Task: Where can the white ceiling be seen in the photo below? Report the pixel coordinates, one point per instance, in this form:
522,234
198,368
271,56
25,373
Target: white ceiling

========================================

**Exercise brief**.
Copy every one of the rows above verbatim, line for line, with no changes.

**Response**.
Task: Where can the white ceiling be seen in the photo below? Report the pixel coordinates, one point per instance, in this form:
522,234
198,368
271,56
25,373
Target: white ceiling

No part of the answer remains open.